EXCERPT PROVIDED:
────────────────────────────────────────
Shattered Mirror

It’s amazing the amount that is assumed of a student, and yet the extraordinarily petite amount a student is allowed to assume. We are expected to know just what the numbers attached to a class means – the difference between 95 and 141 isn’t a scanning number. Or the difference between a scholarly presentation and a speech. What are all of these things? Of that those that teach a higher level of a discipline view the lower levels as child’s play, instead of respecting them for the building blocks that they are.

Perhaps I’m being unfair, discrediting the rest of the faculty for the sternness of one member. Though really, this is an opportunity to shine, should I play my cards right.

I didn’t know what an Honors class was. I knew that it got me a sash on graduation day. That was what I knew. I knew that it looked good on a college transcript and was a way to get closer to my graduation two credits a quarter faster. That was what I knew.

Entering into my first honors class – Humanities 295, I learned that it was a class that only required one assignment – to which I rejoiced! One assignment is a cake-walk! Granted, it meant that we still had to read through two books and have valuable class participation, but I could pump out a ten page paper – no problem.
────────────────────────────────────────
Object position labeling entries:

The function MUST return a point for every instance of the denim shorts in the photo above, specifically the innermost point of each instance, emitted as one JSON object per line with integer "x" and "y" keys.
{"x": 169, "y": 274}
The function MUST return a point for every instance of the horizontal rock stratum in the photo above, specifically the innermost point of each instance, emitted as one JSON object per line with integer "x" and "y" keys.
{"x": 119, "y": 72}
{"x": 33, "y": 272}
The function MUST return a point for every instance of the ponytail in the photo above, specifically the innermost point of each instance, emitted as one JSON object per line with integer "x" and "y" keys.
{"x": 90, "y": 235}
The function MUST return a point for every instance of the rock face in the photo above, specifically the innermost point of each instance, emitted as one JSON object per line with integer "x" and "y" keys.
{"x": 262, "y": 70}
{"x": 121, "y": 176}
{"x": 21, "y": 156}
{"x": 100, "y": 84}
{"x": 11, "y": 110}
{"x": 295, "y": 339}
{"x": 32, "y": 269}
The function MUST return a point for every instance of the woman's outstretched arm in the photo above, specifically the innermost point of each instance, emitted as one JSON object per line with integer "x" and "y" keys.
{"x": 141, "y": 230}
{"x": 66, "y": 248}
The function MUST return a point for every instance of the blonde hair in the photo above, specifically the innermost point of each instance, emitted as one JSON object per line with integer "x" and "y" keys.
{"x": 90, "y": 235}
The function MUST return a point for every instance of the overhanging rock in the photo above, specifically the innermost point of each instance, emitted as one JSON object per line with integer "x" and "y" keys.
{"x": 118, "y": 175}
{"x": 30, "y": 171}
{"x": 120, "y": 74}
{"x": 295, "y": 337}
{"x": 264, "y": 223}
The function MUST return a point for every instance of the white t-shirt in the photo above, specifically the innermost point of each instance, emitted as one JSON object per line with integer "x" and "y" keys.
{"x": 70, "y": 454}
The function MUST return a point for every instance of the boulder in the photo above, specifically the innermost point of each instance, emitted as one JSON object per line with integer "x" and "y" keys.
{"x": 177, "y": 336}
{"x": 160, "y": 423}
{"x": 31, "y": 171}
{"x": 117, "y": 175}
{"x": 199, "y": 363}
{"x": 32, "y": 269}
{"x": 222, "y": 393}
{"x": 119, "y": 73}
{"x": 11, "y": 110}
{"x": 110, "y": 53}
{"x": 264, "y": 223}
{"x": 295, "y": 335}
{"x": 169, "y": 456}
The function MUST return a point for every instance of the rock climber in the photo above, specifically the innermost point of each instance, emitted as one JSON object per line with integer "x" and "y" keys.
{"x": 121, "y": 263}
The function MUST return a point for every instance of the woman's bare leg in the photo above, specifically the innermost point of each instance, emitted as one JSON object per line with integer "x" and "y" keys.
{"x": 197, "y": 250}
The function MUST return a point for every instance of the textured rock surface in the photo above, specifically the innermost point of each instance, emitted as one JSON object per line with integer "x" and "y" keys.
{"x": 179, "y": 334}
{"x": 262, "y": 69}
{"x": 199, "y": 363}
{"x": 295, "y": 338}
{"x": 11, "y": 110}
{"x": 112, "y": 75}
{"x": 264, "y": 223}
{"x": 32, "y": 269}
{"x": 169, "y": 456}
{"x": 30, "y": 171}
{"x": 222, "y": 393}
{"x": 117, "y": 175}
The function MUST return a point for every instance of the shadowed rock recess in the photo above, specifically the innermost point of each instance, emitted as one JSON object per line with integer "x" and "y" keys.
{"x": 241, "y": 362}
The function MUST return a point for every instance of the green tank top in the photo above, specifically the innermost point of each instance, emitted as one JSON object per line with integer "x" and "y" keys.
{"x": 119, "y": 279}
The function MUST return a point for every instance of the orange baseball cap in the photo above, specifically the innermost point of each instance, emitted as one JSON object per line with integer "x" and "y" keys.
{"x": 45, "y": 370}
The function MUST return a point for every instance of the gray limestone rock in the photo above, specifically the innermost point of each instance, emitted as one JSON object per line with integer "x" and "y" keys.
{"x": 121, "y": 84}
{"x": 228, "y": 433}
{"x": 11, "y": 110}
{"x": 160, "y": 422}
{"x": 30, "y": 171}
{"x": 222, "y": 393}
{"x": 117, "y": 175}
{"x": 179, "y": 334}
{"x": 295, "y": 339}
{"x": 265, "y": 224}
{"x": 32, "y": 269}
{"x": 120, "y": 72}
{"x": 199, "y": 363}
────────────────────────────────────────
WHAT YOU WILL DO:
(a) Gather each line of the rows above that contains the word "woman", and treat uppercase and lowercase as different.
(b) Carry the essay about a first honors class forward, beginning right after its last sentence.

ANSWERS FOR THIS EXERCISE:
(a)
The function MUST return a point for every instance of the woman's outstretched arm in the photo above, specifically the innermost point of each instance, emitted as one JSON object per line with integer "x" and "y" keys.
The function MUST return a point for every instance of the woman's bare leg in the photo above, specifically the innermost point of each instance, emitted as one JSON object per line with integer "x" and "y" keys.

(b)
Of course, as the class went on, it was no longer just a paper. We would also need to give a presentation on our paper. But, she told us, we needn’t worry too much, since it was quite acceptable for us to simply read our paper for the class if we didn’t feel comfortable otherwise. However, we should aim for ten minutes or so.

The class was on the Duality of the self, or – as I learned today – more than duality, the fractured self. The class itself is called “The Self as Other.” We were told to write a paper on anything we wanted as long as it related to the title of the course and the material read. Sound like any other paper. Though instead of 3 pages we should aim for 10 pages.

This is a huge subject, and open for a lot of opportunity. I put a challenge to myself, and decided to write about occult, and Aleister Crowley’s idea of the True Will – simply because I wanted to see if I could get away with it in a class.

This was not the class to experiment in.

The evening after I gave my presentation, I received an email from my professor saying, “I have not read your paper yet, but I think you need to re-write it.”

I’ll wait a minute while you re-read that last sentence. Take as much time as you need.

After a bit of back-and-forth emailing, I gathered an idea of what she meant, and we set up a time to talk about it – which was earlier today. I just came from the meeting.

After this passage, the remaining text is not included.